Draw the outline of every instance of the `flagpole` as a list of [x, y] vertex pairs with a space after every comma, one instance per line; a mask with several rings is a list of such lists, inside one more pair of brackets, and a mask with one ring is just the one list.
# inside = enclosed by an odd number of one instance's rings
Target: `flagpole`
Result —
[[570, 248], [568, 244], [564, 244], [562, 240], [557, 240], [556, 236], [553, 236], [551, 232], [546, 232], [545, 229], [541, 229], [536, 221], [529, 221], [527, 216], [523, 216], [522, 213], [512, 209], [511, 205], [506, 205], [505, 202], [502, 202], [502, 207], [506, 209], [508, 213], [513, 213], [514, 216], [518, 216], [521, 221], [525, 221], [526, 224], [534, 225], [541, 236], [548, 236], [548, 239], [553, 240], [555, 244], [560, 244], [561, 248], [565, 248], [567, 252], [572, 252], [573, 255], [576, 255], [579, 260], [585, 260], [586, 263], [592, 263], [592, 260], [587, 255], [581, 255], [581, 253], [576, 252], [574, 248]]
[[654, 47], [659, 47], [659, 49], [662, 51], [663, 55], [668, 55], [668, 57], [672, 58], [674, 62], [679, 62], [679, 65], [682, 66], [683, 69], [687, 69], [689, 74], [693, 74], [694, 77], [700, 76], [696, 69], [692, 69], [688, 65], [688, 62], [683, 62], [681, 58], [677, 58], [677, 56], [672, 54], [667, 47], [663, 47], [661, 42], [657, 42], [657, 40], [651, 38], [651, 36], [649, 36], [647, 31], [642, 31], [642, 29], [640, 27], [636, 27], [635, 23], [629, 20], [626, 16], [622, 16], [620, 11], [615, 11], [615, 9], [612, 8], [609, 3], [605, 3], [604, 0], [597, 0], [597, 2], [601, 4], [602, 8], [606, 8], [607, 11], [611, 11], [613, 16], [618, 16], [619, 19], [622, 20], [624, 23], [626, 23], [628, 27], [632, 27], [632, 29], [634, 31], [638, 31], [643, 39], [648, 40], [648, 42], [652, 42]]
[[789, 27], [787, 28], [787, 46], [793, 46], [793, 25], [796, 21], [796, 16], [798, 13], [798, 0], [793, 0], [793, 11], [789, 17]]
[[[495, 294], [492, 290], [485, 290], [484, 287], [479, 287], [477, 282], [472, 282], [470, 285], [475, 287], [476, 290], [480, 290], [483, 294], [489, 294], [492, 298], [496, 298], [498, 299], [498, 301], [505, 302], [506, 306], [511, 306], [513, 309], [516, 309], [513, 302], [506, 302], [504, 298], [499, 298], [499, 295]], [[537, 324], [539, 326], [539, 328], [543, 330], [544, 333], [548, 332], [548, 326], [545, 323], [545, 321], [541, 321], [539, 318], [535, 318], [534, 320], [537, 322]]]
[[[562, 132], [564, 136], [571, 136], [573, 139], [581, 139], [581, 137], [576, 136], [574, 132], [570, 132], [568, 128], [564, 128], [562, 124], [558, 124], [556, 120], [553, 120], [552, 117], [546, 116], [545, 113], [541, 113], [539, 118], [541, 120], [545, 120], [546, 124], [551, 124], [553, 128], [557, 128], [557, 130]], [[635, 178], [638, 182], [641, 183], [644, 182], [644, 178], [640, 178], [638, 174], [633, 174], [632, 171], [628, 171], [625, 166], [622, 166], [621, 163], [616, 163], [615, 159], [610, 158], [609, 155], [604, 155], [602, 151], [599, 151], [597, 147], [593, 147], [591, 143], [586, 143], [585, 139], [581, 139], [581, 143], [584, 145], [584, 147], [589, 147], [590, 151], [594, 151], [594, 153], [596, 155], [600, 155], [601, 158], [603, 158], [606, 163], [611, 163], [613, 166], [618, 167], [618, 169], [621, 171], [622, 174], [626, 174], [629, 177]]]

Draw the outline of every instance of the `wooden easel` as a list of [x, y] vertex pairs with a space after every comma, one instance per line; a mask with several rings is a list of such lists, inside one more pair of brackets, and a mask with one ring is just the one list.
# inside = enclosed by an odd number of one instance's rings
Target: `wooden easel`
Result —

....

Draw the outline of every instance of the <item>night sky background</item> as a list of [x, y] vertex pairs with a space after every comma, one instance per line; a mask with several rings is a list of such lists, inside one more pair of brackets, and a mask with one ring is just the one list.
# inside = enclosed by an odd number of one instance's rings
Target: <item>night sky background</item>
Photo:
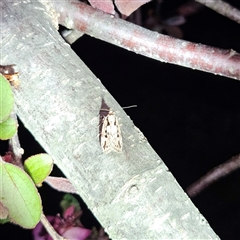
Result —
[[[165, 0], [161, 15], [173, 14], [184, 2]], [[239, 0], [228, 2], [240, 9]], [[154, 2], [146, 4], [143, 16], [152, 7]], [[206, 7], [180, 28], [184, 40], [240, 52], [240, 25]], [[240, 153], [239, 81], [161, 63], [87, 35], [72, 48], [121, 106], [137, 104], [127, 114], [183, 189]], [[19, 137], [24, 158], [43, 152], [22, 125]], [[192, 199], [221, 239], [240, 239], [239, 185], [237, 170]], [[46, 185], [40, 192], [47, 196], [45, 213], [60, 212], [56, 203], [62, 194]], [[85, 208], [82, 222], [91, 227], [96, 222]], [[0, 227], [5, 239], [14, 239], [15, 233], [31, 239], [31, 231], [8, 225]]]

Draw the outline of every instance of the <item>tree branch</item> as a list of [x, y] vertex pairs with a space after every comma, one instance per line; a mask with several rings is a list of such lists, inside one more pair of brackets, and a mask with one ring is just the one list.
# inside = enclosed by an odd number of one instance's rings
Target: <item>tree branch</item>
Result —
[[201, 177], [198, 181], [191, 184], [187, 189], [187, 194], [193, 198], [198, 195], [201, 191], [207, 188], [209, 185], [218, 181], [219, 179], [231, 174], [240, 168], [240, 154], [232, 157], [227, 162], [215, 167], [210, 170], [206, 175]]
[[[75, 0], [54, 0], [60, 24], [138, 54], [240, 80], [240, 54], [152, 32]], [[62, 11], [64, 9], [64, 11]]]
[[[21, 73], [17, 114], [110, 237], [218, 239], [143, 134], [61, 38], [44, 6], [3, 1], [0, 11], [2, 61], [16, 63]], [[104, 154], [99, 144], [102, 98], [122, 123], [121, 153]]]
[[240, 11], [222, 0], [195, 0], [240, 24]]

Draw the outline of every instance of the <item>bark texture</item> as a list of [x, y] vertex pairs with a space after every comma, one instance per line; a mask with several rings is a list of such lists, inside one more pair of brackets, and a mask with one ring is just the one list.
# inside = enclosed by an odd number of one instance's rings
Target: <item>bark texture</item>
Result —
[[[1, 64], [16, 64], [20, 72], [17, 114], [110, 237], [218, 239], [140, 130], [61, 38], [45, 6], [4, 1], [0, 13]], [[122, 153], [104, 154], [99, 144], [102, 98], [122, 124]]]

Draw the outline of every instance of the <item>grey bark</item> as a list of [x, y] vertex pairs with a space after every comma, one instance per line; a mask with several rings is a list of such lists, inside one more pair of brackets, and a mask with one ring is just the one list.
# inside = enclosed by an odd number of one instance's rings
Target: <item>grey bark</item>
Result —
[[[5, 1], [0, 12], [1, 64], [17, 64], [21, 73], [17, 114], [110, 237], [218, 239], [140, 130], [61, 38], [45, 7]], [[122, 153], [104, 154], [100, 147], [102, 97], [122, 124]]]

....

WHAT THIS TASK INVOLVES. How many lines of the listing contain the word "texture"? Reply with the number only.

OUTPUT FOR THIS TASK. 2